See that I’m just trying to set out the limits of the problem to find a general rule if it is possible.

David

I would be very interested to see proposals for improvement of the meta-data structures. We could get these into ADL/AOM 1.5

- t

Hi David,

Firs of all, leaving aside licensing issues and the eventual RM choice, I would really appreciate working collaboratively on these models with your clinical guys. I would be happy to do this via CKM if you felt that might facilitate progress. As Sam says, lets make sure we keep the clinical models consistent even if the final formailsm differs. I don’t think the usual 13606/opeEHR philosophical differences have much impact in the histopathology space and when I did the original work for the RCPA, I was impressed at the level of international cooperation that exits in the community already. In hindsight, I would have modelled some of the histopath content a bit differently and since none of these archetypes are formally published, we do have an opportunity to learn from that experience + of course include any new requirements that your clinicians identify.

With regard to licensing, firstly I agree with Sam that attribution is to the Foundation, and not to me personally. By all means send me a large cheque if that makes you feel better :wink:

The reason for the current CC-BY-SA licensing is really only to try and prevent restrictive re-commerciaisation of archetypes that were originally developed withan open licence.

There is no within the openEHr community about what we are trying to do. The differences of opinion are about how best to achieve this goal with the minimum of restriction

So, the principles we are trying to work to are that …

  1. You are perfectly entitled to adapt or derive any openEHR archetypes
  2. You are perfectly entitled to use these in a commercial application
  3. Personally I am not bothered if you try to sell them (that may not be a consensus view).
  4. We are definitely bothered if you try to assert copyright and attempt to restrict others from using or adapting the original archetypes or derivatives of those archetypes.

It is (4) that is the key problem here and archetypes live in a tricky limbo between software artefacts and human document which means that legal opinion is not well-based on precedent or evidence and making a decision on the best licence is tricky.

## [What you will do]
1. Please quote from the archetype licensing discussion the part that opens with the words containing "4. We are definitely" and closes with "of those archetypes.".
2. In the archetype licensing discussion, what is the stated purpose of the current CC-BY-SA licensing?
3. Continue the archetype licensing discussion from its last sentence.

## [Data extracts]
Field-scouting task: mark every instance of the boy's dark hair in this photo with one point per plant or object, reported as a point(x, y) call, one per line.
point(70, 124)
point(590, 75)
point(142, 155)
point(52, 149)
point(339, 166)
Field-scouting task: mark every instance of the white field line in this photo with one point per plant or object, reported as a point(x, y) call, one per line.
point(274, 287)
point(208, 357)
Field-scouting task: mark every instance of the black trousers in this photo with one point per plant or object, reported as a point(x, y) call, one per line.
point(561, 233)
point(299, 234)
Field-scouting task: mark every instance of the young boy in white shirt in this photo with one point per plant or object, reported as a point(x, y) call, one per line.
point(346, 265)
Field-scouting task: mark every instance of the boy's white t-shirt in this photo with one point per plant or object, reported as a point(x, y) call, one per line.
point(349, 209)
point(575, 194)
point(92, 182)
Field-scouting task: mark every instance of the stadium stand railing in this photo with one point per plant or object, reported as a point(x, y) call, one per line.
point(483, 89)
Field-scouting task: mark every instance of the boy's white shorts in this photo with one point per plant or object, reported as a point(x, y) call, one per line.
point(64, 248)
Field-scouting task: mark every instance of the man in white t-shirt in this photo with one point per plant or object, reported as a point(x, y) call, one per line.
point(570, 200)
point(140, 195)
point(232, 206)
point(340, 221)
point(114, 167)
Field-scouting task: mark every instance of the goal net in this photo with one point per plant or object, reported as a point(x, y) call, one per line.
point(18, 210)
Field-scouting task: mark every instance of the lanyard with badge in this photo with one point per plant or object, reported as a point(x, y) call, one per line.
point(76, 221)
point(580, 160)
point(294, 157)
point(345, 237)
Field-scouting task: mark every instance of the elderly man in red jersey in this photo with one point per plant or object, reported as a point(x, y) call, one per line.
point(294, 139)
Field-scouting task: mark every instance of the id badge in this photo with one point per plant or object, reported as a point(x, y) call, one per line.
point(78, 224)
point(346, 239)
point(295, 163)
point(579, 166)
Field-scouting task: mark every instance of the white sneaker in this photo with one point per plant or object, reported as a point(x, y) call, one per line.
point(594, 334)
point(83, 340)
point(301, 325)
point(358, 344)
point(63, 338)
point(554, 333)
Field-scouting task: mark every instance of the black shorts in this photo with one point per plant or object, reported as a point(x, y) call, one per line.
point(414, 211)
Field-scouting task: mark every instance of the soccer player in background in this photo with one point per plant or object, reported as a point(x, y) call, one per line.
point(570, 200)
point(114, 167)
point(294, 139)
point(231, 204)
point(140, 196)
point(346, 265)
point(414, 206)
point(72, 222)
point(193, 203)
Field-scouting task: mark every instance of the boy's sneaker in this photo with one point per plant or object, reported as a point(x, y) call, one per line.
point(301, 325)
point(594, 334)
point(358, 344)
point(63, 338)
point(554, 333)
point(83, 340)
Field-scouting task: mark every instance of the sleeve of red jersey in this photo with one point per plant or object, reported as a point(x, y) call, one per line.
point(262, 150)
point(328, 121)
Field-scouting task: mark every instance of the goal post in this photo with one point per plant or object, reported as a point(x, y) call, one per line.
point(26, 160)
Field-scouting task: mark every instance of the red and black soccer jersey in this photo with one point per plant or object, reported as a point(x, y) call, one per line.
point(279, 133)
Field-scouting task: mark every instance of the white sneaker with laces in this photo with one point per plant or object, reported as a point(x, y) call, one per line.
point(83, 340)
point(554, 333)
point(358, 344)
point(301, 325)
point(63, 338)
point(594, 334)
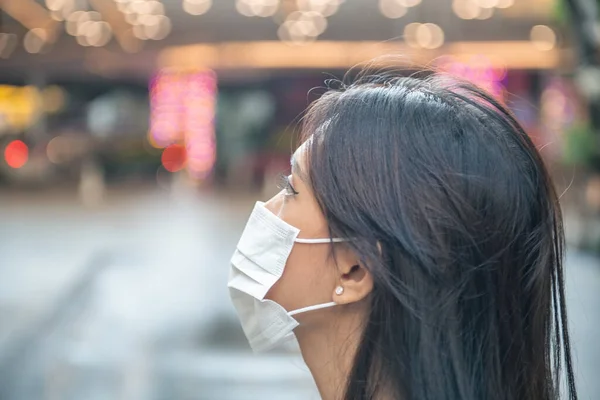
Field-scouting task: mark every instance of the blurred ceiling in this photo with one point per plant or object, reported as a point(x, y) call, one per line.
point(355, 21)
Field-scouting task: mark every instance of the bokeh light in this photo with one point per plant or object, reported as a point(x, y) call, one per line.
point(16, 154)
point(543, 37)
point(174, 158)
point(183, 107)
point(478, 70)
point(35, 40)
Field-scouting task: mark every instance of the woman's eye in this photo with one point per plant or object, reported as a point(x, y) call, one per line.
point(285, 184)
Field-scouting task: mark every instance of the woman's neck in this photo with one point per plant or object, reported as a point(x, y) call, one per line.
point(329, 354)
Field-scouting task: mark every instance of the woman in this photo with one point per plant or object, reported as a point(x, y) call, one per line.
point(415, 252)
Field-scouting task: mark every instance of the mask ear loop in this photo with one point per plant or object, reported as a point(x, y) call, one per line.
point(318, 241)
point(312, 308)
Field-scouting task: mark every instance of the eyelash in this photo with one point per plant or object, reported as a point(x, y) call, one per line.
point(285, 184)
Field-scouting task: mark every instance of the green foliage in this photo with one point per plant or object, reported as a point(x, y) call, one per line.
point(581, 146)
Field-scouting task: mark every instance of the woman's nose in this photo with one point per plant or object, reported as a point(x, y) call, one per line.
point(275, 203)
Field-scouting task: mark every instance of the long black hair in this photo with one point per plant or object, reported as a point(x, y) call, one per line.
point(452, 211)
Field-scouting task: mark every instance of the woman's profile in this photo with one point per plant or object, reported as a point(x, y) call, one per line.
point(415, 252)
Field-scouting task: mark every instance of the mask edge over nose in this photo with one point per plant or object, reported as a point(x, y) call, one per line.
point(265, 322)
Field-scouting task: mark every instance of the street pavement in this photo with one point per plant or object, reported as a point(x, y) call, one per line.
point(128, 300)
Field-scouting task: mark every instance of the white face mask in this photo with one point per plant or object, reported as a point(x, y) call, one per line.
point(256, 265)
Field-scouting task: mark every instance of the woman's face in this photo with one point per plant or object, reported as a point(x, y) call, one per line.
point(311, 274)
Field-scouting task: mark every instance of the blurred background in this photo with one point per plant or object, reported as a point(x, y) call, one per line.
point(135, 136)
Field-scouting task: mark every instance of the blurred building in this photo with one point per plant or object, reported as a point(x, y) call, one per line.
point(229, 78)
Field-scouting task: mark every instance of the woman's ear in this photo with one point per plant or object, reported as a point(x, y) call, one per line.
point(355, 283)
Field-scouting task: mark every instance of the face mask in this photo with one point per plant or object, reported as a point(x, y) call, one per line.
point(256, 265)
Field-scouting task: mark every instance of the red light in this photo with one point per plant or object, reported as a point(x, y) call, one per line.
point(174, 158)
point(16, 154)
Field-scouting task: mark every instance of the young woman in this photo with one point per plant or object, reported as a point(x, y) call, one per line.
point(415, 251)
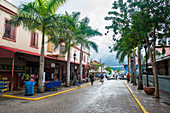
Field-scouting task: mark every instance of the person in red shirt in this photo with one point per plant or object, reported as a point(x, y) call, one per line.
point(127, 76)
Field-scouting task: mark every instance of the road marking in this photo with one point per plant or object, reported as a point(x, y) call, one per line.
point(138, 102)
point(39, 98)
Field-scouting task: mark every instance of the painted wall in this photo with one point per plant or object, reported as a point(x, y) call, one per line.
point(23, 37)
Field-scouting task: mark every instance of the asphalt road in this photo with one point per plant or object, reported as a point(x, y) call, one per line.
point(110, 97)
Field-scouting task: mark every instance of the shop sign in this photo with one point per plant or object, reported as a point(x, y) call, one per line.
point(52, 64)
point(8, 67)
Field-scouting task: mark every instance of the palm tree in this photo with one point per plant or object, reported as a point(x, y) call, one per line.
point(40, 15)
point(67, 36)
point(85, 32)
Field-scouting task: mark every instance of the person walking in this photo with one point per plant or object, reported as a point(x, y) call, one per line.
point(79, 82)
point(92, 78)
point(127, 76)
point(102, 78)
point(75, 79)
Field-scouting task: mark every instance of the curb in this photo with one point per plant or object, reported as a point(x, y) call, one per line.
point(39, 98)
point(138, 102)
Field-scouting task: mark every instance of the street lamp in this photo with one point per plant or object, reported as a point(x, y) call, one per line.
point(74, 56)
point(147, 83)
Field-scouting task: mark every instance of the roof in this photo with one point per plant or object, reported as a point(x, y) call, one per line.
point(15, 50)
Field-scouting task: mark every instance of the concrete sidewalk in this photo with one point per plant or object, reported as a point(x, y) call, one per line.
point(151, 104)
point(20, 93)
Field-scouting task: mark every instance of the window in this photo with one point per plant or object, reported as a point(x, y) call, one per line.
point(50, 46)
point(84, 58)
point(10, 31)
point(61, 49)
point(34, 40)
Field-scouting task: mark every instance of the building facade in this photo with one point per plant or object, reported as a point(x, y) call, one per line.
point(20, 51)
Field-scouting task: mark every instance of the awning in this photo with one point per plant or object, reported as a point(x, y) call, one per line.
point(8, 52)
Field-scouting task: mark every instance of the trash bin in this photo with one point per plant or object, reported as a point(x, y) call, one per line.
point(29, 88)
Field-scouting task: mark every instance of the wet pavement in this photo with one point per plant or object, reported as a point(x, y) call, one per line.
point(151, 104)
point(110, 97)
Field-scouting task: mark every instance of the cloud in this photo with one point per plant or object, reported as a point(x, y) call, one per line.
point(96, 10)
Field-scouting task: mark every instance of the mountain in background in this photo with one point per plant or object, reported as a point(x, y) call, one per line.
point(120, 68)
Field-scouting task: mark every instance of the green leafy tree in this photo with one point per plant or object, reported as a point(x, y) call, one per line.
point(67, 36)
point(108, 69)
point(85, 33)
point(147, 20)
point(39, 15)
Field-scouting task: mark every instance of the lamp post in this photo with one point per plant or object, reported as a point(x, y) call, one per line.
point(147, 83)
point(74, 56)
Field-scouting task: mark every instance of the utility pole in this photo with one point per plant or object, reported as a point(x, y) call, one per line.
point(101, 65)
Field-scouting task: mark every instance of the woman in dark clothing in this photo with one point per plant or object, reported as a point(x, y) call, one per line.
point(92, 78)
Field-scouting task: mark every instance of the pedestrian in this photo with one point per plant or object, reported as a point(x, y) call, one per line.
point(102, 78)
point(92, 78)
point(127, 76)
point(79, 82)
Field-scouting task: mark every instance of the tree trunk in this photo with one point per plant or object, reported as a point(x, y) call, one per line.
point(40, 88)
point(153, 62)
point(134, 67)
point(131, 65)
point(140, 84)
point(81, 58)
point(68, 69)
point(128, 65)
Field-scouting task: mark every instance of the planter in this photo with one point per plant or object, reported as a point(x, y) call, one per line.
point(149, 90)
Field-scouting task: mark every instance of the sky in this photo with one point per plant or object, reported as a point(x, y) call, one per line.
point(96, 10)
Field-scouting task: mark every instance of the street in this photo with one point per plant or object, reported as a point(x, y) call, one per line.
point(110, 97)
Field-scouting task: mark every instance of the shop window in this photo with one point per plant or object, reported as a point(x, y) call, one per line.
point(10, 31)
point(84, 58)
point(50, 46)
point(61, 49)
point(34, 39)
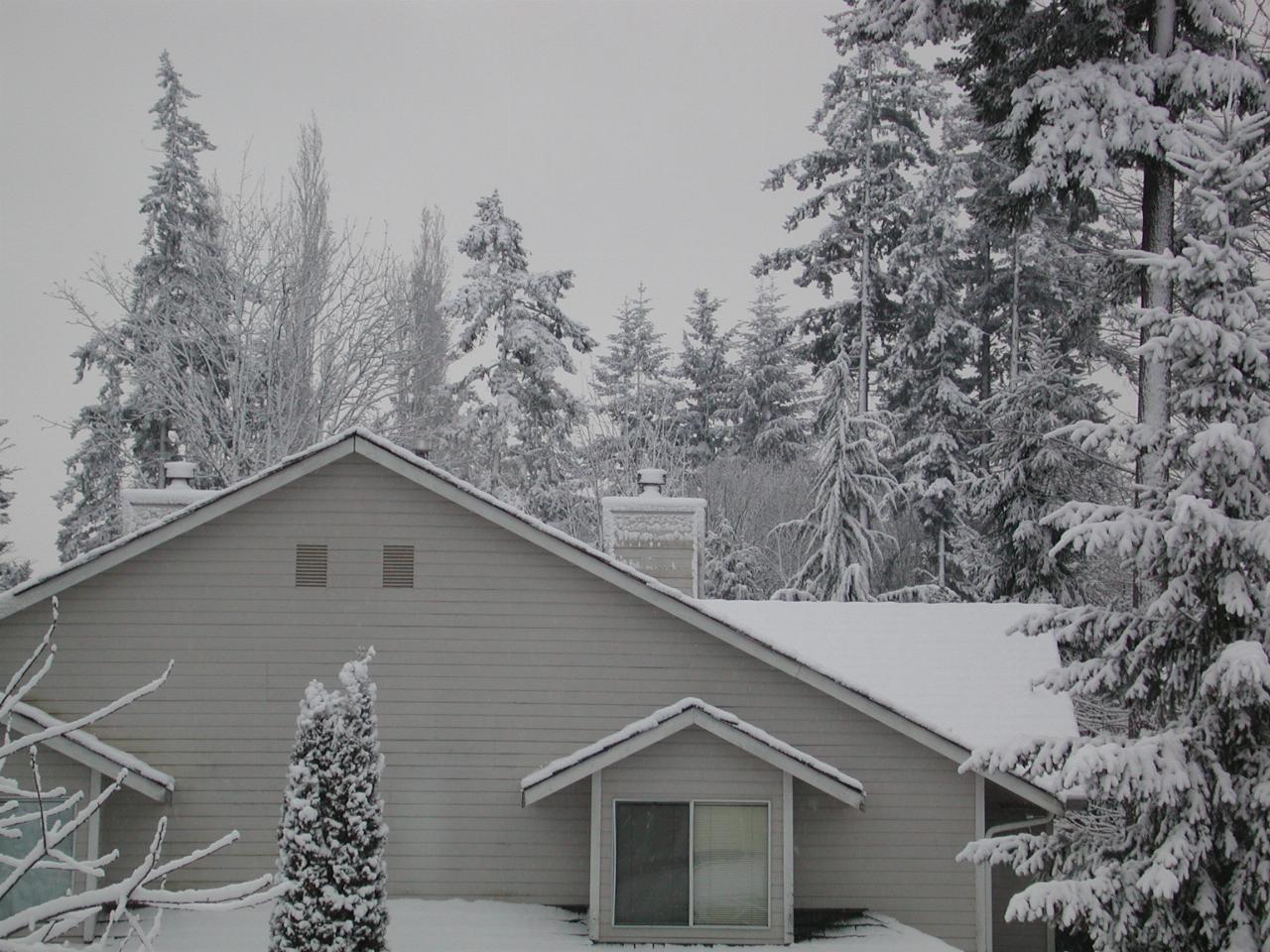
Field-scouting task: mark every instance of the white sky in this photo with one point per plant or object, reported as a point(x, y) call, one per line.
point(627, 137)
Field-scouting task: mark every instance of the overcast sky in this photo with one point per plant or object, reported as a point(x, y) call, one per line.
point(627, 139)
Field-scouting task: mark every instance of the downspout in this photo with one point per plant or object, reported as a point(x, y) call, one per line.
point(1014, 826)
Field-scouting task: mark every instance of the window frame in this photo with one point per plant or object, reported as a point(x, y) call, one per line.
point(693, 906)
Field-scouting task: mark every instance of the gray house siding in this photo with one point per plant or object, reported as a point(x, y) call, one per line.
point(693, 766)
point(502, 657)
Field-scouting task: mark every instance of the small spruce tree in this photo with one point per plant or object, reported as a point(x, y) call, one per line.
point(331, 837)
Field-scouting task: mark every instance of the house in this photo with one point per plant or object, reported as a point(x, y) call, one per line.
point(559, 728)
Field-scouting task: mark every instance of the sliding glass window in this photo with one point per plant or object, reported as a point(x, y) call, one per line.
point(691, 864)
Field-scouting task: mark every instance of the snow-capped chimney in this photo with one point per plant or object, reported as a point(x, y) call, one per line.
point(658, 535)
point(143, 507)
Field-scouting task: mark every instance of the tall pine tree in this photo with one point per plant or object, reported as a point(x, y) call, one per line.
point(841, 534)
point(1026, 474)
point(926, 385)
point(1187, 867)
point(12, 570)
point(518, 434)
point(771, 386)
point(705, 379)
point(873, 121)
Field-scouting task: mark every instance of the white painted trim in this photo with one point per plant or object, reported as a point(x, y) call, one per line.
point(94, 846)
point(597, 816)
point(691, 717)
point(982, 874)
point(788, 852)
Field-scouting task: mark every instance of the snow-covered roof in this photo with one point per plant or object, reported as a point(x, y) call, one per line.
point(690, 712)
point(93, 752)
point(766, 630)
point(951, 666)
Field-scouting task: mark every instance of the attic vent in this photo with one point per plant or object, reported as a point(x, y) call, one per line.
point(310, 565)
point(399, 566)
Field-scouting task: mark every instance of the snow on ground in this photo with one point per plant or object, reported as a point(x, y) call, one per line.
point(462, 925)
point(951, 666)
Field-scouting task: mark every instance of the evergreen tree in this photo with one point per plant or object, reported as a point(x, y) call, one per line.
point(176, 325)
point(12, 570)
point(871, 121)
point(1187, 867)
point(733, 566)
point(357, 841)
point(1028, 474)
point(96, 471)
point(926, 385)
point(422, 408)
point(302, 919)
point(852, 484)
point(631, 375)
point(331, 835)
point(706, 379)
point(520, 434)
point(1079, 90)
point(772, 390)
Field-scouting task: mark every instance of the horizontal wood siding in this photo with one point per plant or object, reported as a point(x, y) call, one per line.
point(691, 765)
point(498, 660)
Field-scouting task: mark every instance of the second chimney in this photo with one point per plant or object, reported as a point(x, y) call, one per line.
point(143, 507)
point(658, 535)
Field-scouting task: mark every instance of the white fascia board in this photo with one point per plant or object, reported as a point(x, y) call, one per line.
point(634, 584)
point(148, 538)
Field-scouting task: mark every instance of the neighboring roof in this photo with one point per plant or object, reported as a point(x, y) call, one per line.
point(690, 712)
point(84, 748)
point(706, 616)
point(931, 662)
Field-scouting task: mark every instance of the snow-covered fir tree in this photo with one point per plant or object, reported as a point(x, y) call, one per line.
point(926, 388)
point(706, 379)
point(1188, 865)
point(518, 428)
point(12, 570)
point(631, 373)
point(302, 919)
point(358, 874)
point(771, 388)
point(874, 123)
point(842, 534)
point(331, 835)
point(1082, 91)
point(1026, 474)
point(176, 321)
point(733, 566)
point(96, 471)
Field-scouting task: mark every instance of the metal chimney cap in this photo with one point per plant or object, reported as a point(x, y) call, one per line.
point(651, 480)
point(177, 470)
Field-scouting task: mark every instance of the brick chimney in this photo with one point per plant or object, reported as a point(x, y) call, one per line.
point(658, 535)
point(143, 507)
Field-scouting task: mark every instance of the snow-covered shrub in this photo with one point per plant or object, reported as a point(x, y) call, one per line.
point(331, 837)
point(49, 925)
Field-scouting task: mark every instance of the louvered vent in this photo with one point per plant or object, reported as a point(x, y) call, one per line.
point(399, 566)
point(310, 565)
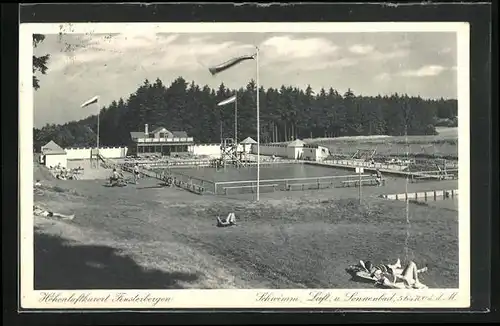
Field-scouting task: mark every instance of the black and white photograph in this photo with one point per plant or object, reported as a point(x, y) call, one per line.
point(244, 165)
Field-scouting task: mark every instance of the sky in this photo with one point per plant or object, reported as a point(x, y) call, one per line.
point(115, 65)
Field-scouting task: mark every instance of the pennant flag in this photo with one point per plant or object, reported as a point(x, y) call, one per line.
point(93, 100)
point(230, 63)
point(227, 101)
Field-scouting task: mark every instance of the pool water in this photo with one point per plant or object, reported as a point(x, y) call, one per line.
point(278, 171)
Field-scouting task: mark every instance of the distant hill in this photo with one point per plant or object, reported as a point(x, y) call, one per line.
point(286, 113)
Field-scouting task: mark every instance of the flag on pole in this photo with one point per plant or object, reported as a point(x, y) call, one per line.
point(93, 100)
point(228, 64)
point(227, 101)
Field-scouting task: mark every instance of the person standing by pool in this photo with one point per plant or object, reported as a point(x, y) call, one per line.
point(137, 173)
point(379, 177)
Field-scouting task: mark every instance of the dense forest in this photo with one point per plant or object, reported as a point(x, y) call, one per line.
point(285, 113)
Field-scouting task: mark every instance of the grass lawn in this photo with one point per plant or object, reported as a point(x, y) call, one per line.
point(143, 236)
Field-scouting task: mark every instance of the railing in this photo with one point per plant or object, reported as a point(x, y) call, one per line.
point(353, 163)
point(165, 140)
point(288, 183)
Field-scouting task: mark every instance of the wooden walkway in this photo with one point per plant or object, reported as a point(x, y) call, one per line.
point(384, 169)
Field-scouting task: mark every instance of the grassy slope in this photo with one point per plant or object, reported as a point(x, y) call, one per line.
point(149, 237)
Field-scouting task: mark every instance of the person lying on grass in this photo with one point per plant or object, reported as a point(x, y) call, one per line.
point(230, 220)
point(38, 211)
point(115, 177)
point(394, 275)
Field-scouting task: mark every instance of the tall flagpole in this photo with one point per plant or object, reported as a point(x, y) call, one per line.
point(258, 125)
point(98, 118)
point(236, 119)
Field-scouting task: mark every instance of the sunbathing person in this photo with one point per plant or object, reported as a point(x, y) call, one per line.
point(38, 211)
point(230, 220)
point(115, 177)
point(393, 275)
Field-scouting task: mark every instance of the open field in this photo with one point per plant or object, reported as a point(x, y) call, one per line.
point(146, 236)
point(443, 144)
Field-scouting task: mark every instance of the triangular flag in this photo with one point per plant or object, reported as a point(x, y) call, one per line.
point(228, 64)
point(227, 101)
point(93, 100)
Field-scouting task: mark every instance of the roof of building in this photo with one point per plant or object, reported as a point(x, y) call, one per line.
point(248, 140)
point(296, 143)
point(159, 129)
point(180, 134)
point(136, 134)
point(52, 148)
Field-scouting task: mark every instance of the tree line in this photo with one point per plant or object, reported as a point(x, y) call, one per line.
point(286, 113)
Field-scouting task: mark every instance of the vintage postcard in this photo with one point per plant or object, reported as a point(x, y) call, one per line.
point(244, 165)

## [Exercise answers]
1.
4. We are definitely bothered if you try to assert copyright and attempt to restrict others from using or adapting the original archetypes or derivatives of those archetypes.

2. It is meant only to try to prevent restrictive re-commercialization of archetypes that were originally developed with an open license.

3.
Personally, I take the view that, as a clinician, the work that I did was simply a restatement of universal clinical knowledge and as such must really stay in the open domain. One of the problems in this area is that CAP (College of American Pathologists) have done some similar histopath work, in particular defining SNOMED bindings but have locked the IP away. I think this is against the spirit of
clinical knowledge development, though actually I know how to access the bindings via the public domain :-).

I really do not know whether the transformation from an openEHR archetype to 13606 would be still be considered ‘derivative’ by a court of law but if we get into that world we have all lost the plot, in my opinion.

To sum up. From a personal perspective and my interpretation of CC-BY-SA and the Foundation objectives, feel free to use anything you want. Unless you have a cunning plan to commercialise the archetypes and then lock the rest of us out, I do not see any problem at all, wether or not your work is regarded as derivative

But let’s find a way of collaborating - would you be interested in working via CKM, accepting that you might want to convert the end product to a 13606ENTRY?

This is all part of a very interesting wider public debate about we reward those who create or add value to content/knowledge without the dead hand of patents and resultant legal dispute.